Que dinâmica desejamos para o futuro? Interromper parece óbvio é fácil, fruto apenas de um posicionamento… Antes fosse assim virar-se do avesso e reorientar cada célula do nosso corpo machucado, “acostumado” àquilo que sempre foi aceito como “normal” e, de repente, fazer força contra, de resistência, quando já fluímos nessas águas como sobreviventes resilientes.

Então, como não é fácil, nem óbvio, talvez a solução para uma jornada de mais saúde e de interrupção desse funcionamento seja conversar sobre. Colocar luz naquilo que antes não possuía iluminação própria, relevância ou palco. Talvez escrever aquilo que nos afeta e entender assim de que forma podemos construir realidades que nos acolham e respeitem. Quem sabe ouvindo a nossa consciência, mostrando a ela o que a violência, traduzida na vida de quem está ao nosso redor, seja ela real ou na arte, pode trazer de marcas profundas na alma de quem a vive. Ou ainda olhar para os filhos e, na força do desejo de que não sejam vítimas de abusos em suas vidas, não daqueles concedidos e controláveis, interrompamos quaisquer dinâmicas que os façam normalizar o que não pode jamais ser normalizado.

### TAREFAS A REALIZAR:
1 > Traduza para o inglês esta frase do texto fornecido: "Colocar luz naquilo que antes não possuía iluminação própria, relevância ou palco."
2 > Segundo o texto fornecido, por que conversar sobre o assunto aparece como possível solução? Responda em uma a três frases.
3 > Dê sequência ao texto sobre romper com a normalização da violência, começando logo após a última frase.

### PARTE DOS DADOS:
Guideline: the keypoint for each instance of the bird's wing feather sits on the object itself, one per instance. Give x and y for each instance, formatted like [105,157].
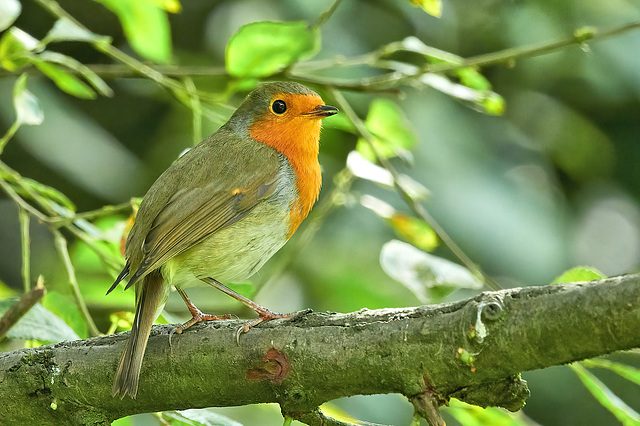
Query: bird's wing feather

### PROBLEMAS RESOLVIDOS:
1 > To shed light on what previously had no light of its own, no relevance, no stage.

2 > Porque interromper essa dinâmica não é fácil nem óbvio. Exigiria virar-se do avesso e resistir àquilo que sempre foi aceito como "normal", quando já se flui nessas águas como sobreviventes resilientes. Por isso, conversar sobre o tema surge como caminho para uma jornada de mais saúde e de interrupção desse funcionamento.

3 >
Mexida pelo trabalho com mulheres que realizo. Pelas histórias que toco e pelas quais sou tocada. Pela comentada série “Maid”, do Netflix, e seu retrato real e corajoso da violência contra o feminino. Quem não se reconheceu na protagonista “Alex”, que levante a mão. Ambos tocaram e tocam a minha história… O lugar no qual tanto me coloquei por entender que ele seria o “mais adequado” para uma mulher, uma filha e mãe no mundo que “aprendemos” e no qual crescemos pelas mãos de quem é parte dessa cadeia longeva que viola. Provocou dores de barriga, reflexões, compreensões e o início de alguns processos de cura por aqui. Além da construção de novos “cercadinhos” para o movimento das minhas águas.

Joana, Joaquim e Antonella estão me assistindo, afinal. E assim, ganham todos.